Stated goal: Write out the records again, exactly, leaving none out.
— begin Records to use —
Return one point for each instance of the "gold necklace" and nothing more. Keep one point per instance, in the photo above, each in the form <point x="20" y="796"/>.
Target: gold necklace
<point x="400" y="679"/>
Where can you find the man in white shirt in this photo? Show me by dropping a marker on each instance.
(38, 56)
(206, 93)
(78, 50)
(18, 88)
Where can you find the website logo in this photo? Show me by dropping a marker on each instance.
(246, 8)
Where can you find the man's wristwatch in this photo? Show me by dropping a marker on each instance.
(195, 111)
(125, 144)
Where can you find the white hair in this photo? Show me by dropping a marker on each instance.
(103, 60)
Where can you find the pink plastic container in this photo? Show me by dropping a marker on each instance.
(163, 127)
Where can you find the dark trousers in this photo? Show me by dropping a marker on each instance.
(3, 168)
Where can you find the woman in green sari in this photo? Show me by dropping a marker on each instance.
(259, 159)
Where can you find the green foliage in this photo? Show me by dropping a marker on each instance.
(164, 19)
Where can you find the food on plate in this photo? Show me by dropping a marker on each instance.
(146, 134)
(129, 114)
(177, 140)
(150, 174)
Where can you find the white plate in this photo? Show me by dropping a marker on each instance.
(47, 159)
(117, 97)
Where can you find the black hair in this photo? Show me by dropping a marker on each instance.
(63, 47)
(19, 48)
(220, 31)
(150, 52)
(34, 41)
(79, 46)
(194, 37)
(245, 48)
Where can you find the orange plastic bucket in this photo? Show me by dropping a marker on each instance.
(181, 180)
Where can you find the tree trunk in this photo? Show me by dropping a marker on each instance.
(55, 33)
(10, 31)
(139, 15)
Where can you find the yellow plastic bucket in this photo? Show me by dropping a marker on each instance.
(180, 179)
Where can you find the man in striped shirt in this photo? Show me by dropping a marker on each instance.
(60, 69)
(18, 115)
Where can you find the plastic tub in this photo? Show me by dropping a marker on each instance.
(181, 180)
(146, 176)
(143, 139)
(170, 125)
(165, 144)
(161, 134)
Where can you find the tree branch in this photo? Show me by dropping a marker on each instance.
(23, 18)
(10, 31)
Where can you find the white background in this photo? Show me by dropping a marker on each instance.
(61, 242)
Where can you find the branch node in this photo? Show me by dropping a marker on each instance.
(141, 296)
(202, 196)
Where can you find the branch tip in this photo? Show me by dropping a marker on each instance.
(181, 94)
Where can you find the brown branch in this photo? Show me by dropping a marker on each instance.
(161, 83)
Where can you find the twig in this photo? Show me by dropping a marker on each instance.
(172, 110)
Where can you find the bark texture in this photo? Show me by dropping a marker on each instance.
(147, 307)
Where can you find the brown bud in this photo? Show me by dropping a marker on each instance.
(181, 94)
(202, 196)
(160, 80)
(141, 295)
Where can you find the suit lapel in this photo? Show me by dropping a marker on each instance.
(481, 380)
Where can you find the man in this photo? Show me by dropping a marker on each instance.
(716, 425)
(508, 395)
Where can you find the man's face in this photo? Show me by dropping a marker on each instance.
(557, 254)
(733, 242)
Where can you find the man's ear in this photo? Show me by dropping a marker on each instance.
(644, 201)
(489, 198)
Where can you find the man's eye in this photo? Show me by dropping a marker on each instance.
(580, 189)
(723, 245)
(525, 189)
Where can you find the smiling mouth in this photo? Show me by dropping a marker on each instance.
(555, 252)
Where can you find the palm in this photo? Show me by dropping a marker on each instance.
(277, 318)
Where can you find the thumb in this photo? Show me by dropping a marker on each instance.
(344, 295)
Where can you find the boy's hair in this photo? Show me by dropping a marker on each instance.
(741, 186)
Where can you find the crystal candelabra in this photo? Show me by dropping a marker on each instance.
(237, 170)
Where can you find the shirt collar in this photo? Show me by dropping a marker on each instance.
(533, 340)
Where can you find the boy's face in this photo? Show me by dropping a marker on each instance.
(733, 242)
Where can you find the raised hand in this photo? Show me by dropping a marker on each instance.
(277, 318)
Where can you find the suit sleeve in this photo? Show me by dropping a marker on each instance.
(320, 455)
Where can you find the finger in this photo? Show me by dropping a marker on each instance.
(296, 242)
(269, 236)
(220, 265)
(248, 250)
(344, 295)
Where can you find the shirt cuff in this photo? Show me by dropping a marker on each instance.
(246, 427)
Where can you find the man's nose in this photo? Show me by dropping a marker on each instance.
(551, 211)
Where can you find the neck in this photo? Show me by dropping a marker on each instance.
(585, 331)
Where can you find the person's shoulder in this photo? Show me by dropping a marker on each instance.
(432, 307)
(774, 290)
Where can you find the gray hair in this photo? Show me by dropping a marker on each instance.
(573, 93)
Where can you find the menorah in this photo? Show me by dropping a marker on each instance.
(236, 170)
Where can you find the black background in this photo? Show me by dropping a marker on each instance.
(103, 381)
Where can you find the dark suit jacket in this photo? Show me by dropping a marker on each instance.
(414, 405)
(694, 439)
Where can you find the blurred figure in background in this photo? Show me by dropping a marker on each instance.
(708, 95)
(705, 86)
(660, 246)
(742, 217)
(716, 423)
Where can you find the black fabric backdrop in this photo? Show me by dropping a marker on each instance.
— end Records to use —
The completed task:
Return one point for each instance of the "gold necklace" and nothing more. Keep one point per instance, in the photo above, each in the form <point x="20" y="796"/>.
Target: gold necklace
<point x="400" y="679"/>
Where can you find the man in white shirt in this photo? Show me by dropping a marker on each instance.
(38, 56)
(206, 93)
(78, 50)
(18, 88)
Where can you find the website logo in this photo? Show me by dropping a marker on each instance.
(246, 8)
Where can you find the man's wristwatch in this photo? Show me by dropping a marker on each instance.
(195, 111)
(125, 144)
Where can you find the white hair in this photo? Show me by dropping a marker on each instance.
(103, 60)
Where can you find the pink plastic container in this photo? Show me by dropping a marker on each instance.
(163, 127)
Where can you find the dark trousers in this photo? Show me by dropping a marker on each instance.
(3, 168)
Where can you find the woman in green sari in this photo? Show me by dropping a marker on each instance.
(259, 159)
Where can you find the green foliage in this photo? Show me by dropping a marker on each instance.
(164, 19)
Where can you find the food on plate in this photo? Show me by dropping a marker on each instance.
(146, 134)
(129, 114)
(177, 140)
(150, 174)
Where can you find the white plate in this photo? Show me by dropping a marker on each instance.
(47, 159)
(117, 97)
Where can you find the black hair in this photo? Show me by dropping a marker on each instance.
(63, 47)
(19, 48)
(220, 31)
(150, 52)
(34, 41)
(79, 46)
(194, 37)
(245, 48)
Where can you find the orange plastic bucket in this photo? Show me by dropping a marker on each instance.
(181, 180)
Where can you find the tree trunk in this photo? Show me by dropping a marker on each instance.
(55, 33)
(10, 31)
(139, 15)
Where can you find the yellow plastic bucket in this photo? Show me by dropping a marker on each instance.
(180, 179)
Where can you find the man in striped shirt in this photo? Show me by dropping a marker on each instance.
(60, 69)
(18, 115)
Where can you find the plastic tub in this photo? Show me by dropping a marker on each instance.
(181, 180)
(146, 176)
(143, 139)
(170, 125)
(165, 144)
(161, 134)
Where can you find the tree branch in this photo? Show me by dropping a marker on each instance.
(23, 18)
(10, 31)
Where can you find the white background in this photo? Show me by dropping a marker on each instance.
(61, 242)
Where can you find the branch node in this photo? Show me by dropping a marker on each instance.
(141, 296)
(202, 196)
Where can you find the branch tip in this photo? Show me by dropping a marker on each instance.
(181, 94)
Where can you find the brown branch in this photo? Show me by dropping a marker on each instance.
(161, 83)
Where can you find the twig in this photo? Show me by dropping a marker on each instance.
(172, 110)
Where can you find the bark texture in this photo? Show me by dropping a marker on each instance.
(147, 307)
Where can you find the brown bud in this photo? Show me by dropping a marker on each instance.
(181, 94)
(202, 196)
(160, 80)
(141, 295)
Where can you find the suit lapel in this photo? Show me by dropping a marker on each instance.
(481, 380)
Where can you find the man in this photo? Show me by dropping a marker on each instance.
(716, 425)
(508, 395)
Where can you find the man's face in this photo? Show me by dropping a marker on each instance.
(557, 254)
(733, 242)
Where can you find the man's ear in this photo? Show me by dropping a marker on each instance.
(644, 201)
(489, 198)
Where can you find the man's eye in this photo? Show me by dropping a marker on each instance.
(580, 189)
(723, 245)
(525, 189)
Where can you find the smiling mouth in this photo? Show me by dropping a marker on each instance.
(555, 252)
Where can you find the palm in this photo? Show me by dropping a marker on each instance.
(277, 318)
Where can you find the thumb in this photo? Show me by dropping a marker on each instance.
(344, 295)
Where can you find the boy's hair in this photo? Show me by dropping a marker on each instance.
(741, 186)
Where can you find the crystal candelabra in this photo? Show me by dropping a marker on each instance.
(237, 170)
Where can you find the shirt collar in this photo? Show me by dropping a marker on each instance.
(533, 340)
Where can you find the boy's face in this photo? Show me by dropping a marker on each instance.
(733, 242)
Where can you find the raised hand in this photo? Show me by dropping a marker on each instance.
(277, 318)
Where can you find the suit sleeve in this photo? Show me by dropping a marker on each instance.
(320, 455)
Where can you find the finger in this photo? Show me by dropping a marker on each instance.
(296, 242)
(269, 236)
(220, 265)
(248, 250)
(344, 295)
Where can you find the shirt cuff in this photo? Show me by dropping a marker on each instance.
(246, 427)
Where can you find the man's nose in this photo? Show me by dropping a marker on each instance.
(551, 211)
Where can you find the neck in this photo? Show me by dropping a marker on each instance.
(585, 331)
Where can you find the person's shoulder in this photo? Show me by dropping a marker on each instance.
(432, 307)
(774, 290)
Where can you find the gray hair in this photo? Show me by dropping a marker on each instance.
(573, 93)
Where can you find the menorah in this photo? Show me by dropping a marker on each instance.
(236, 170)
Where can you find the black background in this photo? Show me by dropping a marker on each instance.
(103, 381)
Where can you find the dark suit jacket in this photo? Show me by dropping a marker on each instance.
(414, 405)
(694, 439)
Where can you find the blurred figure in background in this photo? Show me by dropping a marker on each instance.
(708, 95)
(705, 86)
(660, 246)
(742, 217)
(716, 423)
Where can you find the black fabric backdrop in this photo? Show me by dropping a marker on each instance.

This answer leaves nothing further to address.